*TEXT:*
*** Begin section ***
Goodbye, Faye: We're sorry to see you go, Dr. Miller (Cara Buono). Don't cry too long over this heartbreak though, because you, like Rachel Mencken Katz (Maggie Siff) before you, were probably too good for stinkin' Don Draper anyway. Still, how discouraging to have correctly predicted his marriage to another woman. Isn't it awful when your superpowers are used against you? (Kudos, too, to all the commenters who correctly guessed that Megan would be the next Mrs. Don Draper!)

Next! Megan Chavet (Jessica Paré) has got "spark," a Francophone mother and a professor father. She's also too young for Don and in over her head, but hey, she's least a skosh more palatable than Roger Sterling's (John Slattery) overpromoted secretary Jane Seigel (Peyton List). Megan is darn likable and great with the kids, but is Don doing anything but trading one unexamined two-dimensional image for another? Does he really understand or love his Julie Andrews supernanny bride any better than he understood or loved his Grace Kelly ice-princess bride?

Free Henry Francis! Betty Draper (January Jones) is a hateful, narcissistic, immature witch and when she fired the saintly Carla (Deborah Lacey) it was officially the last straw. Could you believe her nerve claiming to be the parent who cared for the children 99 percent of the time? Carla raised those children and keeps that house and everyone knows it, including Betty. So wrong! Man, does this dash our dream of Mad Men someday doing a Carla-centric episode? Truly, it would be a shame if this was the last we see of actress Lacey—she's been quietly wonderful. Carla's character is technically powerless, but just the same, she's never lacked for impact. Carla held sway over the Draper household all this time, and Lacey kept our attention rapt during many of her too-short scenes over the years. Her summary dismissal is the height of injustice, and we'll miss her dearly.
*** End section ***
*REQUIRED ACTION 1:* In the recap, what is Megan Chavet's father's profession?
The recap and the entries are separate and unrelated material.

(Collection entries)
*** Begin section ***
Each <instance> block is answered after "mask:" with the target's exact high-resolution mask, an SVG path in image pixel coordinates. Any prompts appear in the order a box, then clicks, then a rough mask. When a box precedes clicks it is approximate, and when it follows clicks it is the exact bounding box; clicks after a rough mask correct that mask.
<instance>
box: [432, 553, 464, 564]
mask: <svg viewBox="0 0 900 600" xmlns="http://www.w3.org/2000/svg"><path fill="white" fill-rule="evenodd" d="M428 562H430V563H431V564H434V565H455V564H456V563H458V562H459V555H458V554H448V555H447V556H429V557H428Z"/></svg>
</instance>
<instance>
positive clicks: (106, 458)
*** End section ***
*REQUIRED ACTION 2:* Pull out every line of the entries that contains the string "path".

*WRITTEN SOLUTION 1:* He is a professor.

*WRITTEN SOLUTION 2:*
Each <instance> block is answered after "mask:" with the target's exact high-resolution mask, an SVG path in image pixel coordinates. Any prompts appear in the order a box, then clicks, then a rough mask. When a box precedes clicks it is approximate, and when it follows clicks it is the exact bounding box; clicks after a rough mask correct that mask.
mask: <svg viewBox="0 0 900 600" xmlns="http://www.w3.org/2000/svg"><path fill="white" fill-rule="evenodd" d="M428 562H430V563H431V564H434V565H455V564H456V563H458V562H459V555H458V554H448V555H447V556H429V557H428Z"/></svg>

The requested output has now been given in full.